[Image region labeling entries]

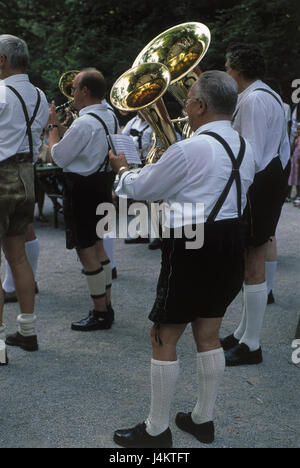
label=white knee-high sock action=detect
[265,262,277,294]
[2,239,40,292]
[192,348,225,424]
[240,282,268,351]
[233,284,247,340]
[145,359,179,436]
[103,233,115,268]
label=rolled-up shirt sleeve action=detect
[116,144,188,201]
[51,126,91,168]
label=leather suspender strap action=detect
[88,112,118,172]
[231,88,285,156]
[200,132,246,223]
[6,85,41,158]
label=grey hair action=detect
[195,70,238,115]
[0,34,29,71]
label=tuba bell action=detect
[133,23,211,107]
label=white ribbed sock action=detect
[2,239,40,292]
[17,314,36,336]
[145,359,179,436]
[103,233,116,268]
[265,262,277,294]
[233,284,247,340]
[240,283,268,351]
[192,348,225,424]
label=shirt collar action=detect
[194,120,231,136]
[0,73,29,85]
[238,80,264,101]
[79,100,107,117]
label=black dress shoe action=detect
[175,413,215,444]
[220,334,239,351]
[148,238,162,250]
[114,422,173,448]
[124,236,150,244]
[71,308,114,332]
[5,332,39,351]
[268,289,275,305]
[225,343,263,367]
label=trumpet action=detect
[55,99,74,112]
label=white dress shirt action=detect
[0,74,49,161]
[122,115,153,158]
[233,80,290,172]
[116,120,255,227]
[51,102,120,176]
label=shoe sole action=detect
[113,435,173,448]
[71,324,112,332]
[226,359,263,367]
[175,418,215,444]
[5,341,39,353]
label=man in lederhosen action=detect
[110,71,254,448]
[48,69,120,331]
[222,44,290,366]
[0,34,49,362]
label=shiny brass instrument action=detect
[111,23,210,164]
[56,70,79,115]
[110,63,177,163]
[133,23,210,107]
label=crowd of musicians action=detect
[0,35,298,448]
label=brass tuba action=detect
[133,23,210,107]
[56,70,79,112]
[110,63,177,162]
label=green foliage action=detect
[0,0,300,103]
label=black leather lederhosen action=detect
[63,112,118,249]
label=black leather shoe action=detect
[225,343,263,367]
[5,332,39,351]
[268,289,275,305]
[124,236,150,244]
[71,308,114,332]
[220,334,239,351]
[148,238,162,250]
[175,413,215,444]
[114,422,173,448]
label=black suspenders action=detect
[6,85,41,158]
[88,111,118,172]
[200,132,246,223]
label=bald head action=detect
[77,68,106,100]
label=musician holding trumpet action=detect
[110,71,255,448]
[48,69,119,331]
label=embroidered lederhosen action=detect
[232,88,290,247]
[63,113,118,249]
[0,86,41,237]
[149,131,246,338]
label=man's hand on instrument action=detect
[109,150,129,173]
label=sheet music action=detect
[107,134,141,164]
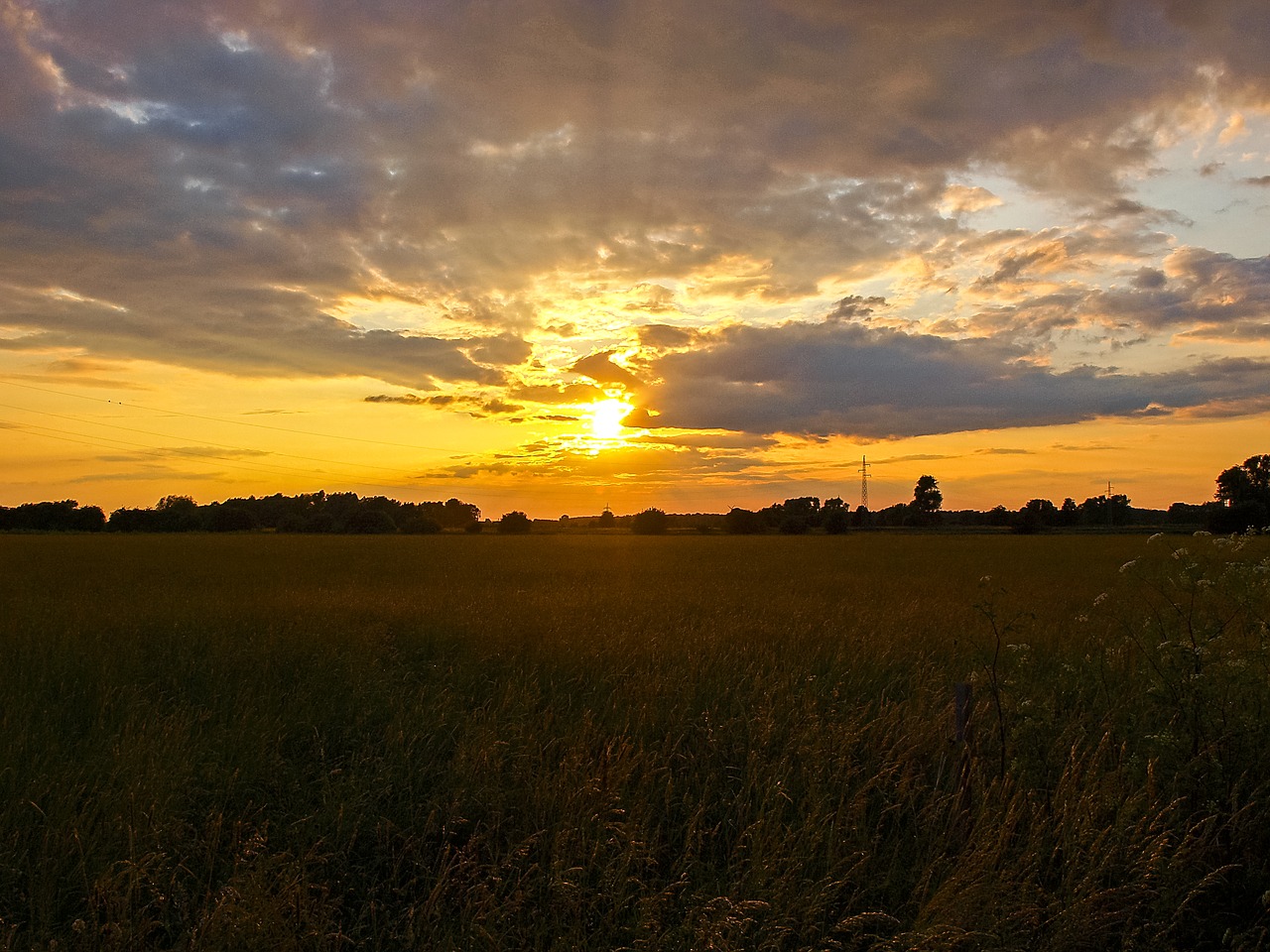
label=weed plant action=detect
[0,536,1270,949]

Exercise instructions:
Can you turn the lines that begin at the one containing "label=sheet music action=detect" and run through the end of the items into a JSON list of strings, one string per line, with blank lines and the pictures left out?

Exercise output:
[
  "label=sheet music action=detect",
  "[107,134,141,164]",
  "label=weed plant action=detect",
  "[0,536,1270,949]"
]